[CONSIGNE ÉCRITE 1]
Affichez chaque ligne des enregistrements ci-dessous qui contient la chaîne « cutting », en tenant compte de la casse.
----- ARTICLE -----
Les activités culturelles matérialisées par une série de bâtiments seront les plus grandes nouveautés pour les habitants : pour la première fois depuis la fondation du hameau, les habitants pouvaient bénéficier de tels lieux ; plus qu'une réponse aux nouveaux besoins des habitants pour agrémenter leur vie quotidienne, ces activités collectives - nouvelles et modernes - devaient être des espaces où les idées et les pensées étaient échangées et où la propagande devait s'effectuer.

 Dàzhài
La propagande faite par les plus hauts dignitaires du Parti, nous l'avons évoqué, attira quotidiennement de très nombreux visiteurs venus étudier et «apprendre de Dàzhài » ; ainsi, seront construits des chambres d’hôte pour les recevoir et un auditorium destiné aux colloques organisés pour les délégations. Selon les études de Song Liansheng,  des professionnels ont été invités pour concevoir et construire des résidences pour les hauts dignitaires et les dirigeants étrangers. Plus tard, un nouvel hôtel plus moderne sera construit par un architecte ; unique témoignage de la participation des professionnels "extérieurs" dans la reconstruction de Dàzhài.
----- LES ENREGISTREMENTS -----
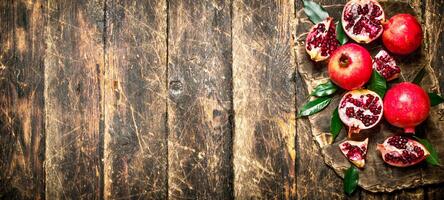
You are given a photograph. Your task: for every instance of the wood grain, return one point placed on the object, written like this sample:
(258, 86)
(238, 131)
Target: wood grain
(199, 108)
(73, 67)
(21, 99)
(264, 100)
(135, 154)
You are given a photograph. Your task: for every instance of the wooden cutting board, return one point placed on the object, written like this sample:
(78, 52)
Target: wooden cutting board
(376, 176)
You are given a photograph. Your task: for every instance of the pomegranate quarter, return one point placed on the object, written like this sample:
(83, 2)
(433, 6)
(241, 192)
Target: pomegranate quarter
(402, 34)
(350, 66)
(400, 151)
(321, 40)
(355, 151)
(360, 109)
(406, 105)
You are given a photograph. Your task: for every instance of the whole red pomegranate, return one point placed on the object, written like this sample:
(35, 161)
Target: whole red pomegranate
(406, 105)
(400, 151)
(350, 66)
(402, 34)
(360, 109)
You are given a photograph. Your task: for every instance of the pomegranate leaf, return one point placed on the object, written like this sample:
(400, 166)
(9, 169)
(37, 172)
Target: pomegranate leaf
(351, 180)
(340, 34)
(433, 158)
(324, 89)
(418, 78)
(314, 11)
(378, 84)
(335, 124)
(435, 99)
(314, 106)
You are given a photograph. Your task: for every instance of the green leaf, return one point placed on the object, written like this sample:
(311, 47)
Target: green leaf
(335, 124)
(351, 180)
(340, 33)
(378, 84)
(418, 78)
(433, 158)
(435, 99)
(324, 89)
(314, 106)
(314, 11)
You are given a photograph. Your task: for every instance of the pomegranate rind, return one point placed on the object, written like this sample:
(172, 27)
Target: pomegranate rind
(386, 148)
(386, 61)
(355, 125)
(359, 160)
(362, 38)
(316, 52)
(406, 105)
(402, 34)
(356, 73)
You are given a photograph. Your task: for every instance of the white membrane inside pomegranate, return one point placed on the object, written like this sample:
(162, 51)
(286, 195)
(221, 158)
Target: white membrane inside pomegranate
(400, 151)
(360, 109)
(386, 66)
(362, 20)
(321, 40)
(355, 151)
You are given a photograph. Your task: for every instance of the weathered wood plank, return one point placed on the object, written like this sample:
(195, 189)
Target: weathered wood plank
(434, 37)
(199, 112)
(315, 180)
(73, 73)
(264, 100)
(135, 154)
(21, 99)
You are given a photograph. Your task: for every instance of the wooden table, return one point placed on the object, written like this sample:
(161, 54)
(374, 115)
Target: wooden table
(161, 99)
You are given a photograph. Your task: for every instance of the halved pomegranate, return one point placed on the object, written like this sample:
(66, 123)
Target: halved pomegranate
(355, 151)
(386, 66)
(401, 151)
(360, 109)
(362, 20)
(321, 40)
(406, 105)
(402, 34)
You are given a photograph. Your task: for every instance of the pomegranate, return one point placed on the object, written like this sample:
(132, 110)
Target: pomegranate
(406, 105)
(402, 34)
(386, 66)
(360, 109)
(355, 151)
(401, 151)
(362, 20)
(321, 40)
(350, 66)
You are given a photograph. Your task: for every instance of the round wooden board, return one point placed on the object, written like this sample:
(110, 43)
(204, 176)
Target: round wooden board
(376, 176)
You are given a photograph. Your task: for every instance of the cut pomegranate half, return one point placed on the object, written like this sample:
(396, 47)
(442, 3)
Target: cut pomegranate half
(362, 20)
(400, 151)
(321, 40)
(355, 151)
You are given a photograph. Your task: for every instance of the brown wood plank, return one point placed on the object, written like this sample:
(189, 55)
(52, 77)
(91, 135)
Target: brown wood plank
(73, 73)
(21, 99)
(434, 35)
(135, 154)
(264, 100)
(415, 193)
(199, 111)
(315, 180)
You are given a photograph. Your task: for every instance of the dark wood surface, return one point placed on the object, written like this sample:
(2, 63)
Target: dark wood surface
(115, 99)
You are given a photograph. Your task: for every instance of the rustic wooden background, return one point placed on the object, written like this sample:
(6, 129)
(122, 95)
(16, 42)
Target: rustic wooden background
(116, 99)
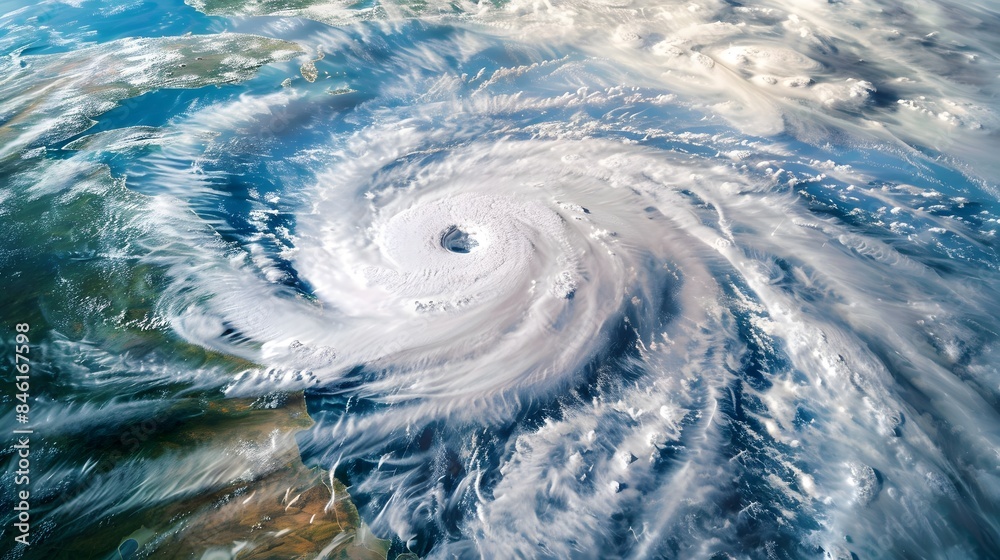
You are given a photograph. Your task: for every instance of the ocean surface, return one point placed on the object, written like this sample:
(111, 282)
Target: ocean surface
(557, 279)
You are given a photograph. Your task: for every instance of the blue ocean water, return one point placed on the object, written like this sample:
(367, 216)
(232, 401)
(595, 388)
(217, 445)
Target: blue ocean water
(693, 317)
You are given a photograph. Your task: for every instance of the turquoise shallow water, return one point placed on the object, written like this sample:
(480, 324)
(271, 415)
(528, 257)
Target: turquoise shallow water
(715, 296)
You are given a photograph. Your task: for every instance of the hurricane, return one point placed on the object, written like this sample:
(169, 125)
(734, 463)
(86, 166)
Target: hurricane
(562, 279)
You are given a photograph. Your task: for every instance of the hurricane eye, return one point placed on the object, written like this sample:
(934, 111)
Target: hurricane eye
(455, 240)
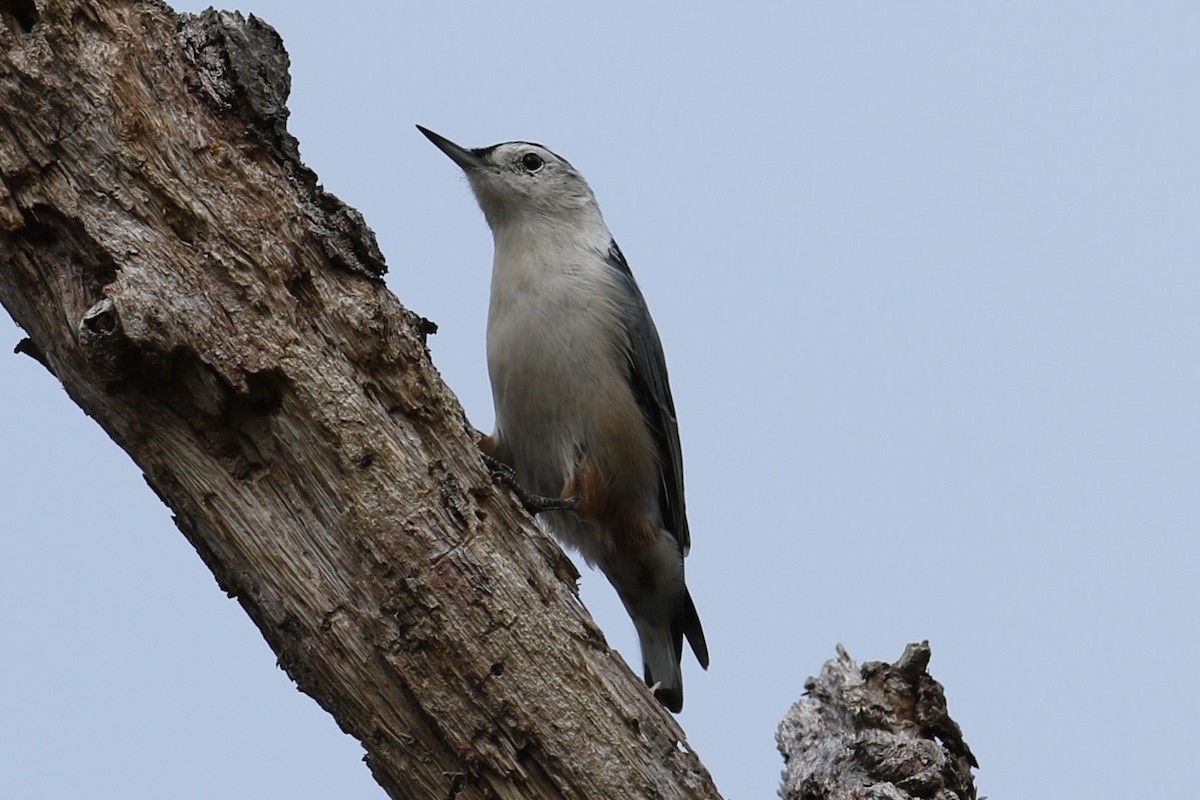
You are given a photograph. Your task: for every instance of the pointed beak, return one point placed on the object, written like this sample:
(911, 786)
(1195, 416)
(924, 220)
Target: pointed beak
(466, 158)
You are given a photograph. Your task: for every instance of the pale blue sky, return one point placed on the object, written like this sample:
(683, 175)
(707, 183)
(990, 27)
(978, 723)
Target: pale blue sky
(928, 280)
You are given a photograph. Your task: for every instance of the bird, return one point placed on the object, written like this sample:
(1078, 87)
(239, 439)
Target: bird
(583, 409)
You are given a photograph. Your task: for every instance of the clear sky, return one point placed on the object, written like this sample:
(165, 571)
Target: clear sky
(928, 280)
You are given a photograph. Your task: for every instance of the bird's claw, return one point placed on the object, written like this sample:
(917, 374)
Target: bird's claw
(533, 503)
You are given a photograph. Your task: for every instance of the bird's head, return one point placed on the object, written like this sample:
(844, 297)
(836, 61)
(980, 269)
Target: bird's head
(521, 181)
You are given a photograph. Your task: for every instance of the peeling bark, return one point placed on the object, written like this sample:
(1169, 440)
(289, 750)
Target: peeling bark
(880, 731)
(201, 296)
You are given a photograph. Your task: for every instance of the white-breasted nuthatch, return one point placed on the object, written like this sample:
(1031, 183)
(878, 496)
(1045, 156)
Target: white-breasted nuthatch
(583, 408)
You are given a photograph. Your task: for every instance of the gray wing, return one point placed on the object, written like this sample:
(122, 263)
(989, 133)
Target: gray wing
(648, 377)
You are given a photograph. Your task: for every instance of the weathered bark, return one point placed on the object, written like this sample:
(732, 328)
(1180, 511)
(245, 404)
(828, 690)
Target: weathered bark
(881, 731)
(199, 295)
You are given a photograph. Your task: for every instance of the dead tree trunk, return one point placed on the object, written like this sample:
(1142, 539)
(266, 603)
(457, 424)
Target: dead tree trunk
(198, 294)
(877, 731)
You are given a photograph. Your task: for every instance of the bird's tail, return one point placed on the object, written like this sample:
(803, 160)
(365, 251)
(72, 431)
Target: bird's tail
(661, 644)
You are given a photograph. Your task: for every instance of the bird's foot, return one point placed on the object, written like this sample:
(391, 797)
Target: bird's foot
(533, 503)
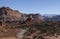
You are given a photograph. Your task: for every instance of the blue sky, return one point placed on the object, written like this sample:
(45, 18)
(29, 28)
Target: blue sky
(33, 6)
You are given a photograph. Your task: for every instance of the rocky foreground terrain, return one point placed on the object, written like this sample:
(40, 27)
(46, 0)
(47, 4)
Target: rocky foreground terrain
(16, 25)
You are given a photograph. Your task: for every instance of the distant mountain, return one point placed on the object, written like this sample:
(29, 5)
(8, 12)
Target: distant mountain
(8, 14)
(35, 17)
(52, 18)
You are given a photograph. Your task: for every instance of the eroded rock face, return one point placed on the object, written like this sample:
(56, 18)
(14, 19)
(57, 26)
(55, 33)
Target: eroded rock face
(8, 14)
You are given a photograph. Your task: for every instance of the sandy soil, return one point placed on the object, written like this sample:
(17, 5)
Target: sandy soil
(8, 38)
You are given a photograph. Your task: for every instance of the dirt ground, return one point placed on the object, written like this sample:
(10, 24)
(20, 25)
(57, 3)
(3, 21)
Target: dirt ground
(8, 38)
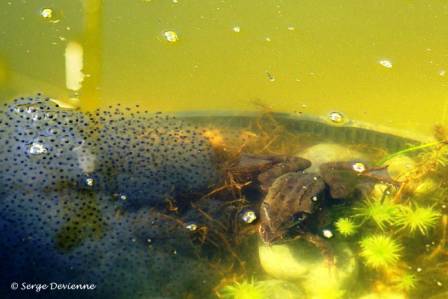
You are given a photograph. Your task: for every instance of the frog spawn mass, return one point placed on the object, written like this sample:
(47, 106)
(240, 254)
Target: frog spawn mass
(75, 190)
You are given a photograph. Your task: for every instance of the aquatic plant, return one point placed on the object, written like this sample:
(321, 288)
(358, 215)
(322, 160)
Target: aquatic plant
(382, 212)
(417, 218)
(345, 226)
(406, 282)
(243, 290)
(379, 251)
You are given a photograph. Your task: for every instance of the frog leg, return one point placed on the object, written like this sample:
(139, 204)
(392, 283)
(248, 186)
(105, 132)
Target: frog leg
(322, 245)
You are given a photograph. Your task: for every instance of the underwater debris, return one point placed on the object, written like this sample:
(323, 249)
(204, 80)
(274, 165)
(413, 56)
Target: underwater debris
-----
[CONSIGNE ÉCRITE 2]
Reproduisez le passage de l'article sur Dàzhài allant de « Les activités culturelles » à « propagande devait s'effectuer. ».

[RÉPONSE 1]
You are given a photograph. Your task: for every instance of the wooden cutting board, return one point placed on the object, written like this sample:
Target: wooden cutting board

[RÉPONSE 2]
Les activités culturelles matérialisées par une série de bâtiments seront les plus grandes nouveautés pour les habitants : pour la première fois depuis la fondation du hameau, les habitants pouvaient bénéficier de tels lieux ; plus qu'une réponse aux nouveaux besoins des habitants pour agrémenter leur vie quotidienne, ces activités collectives - nouvelles et modernes - devaient être des espaces où les idées et les pensées étaient échangées et où la propagande devait s'effectuer.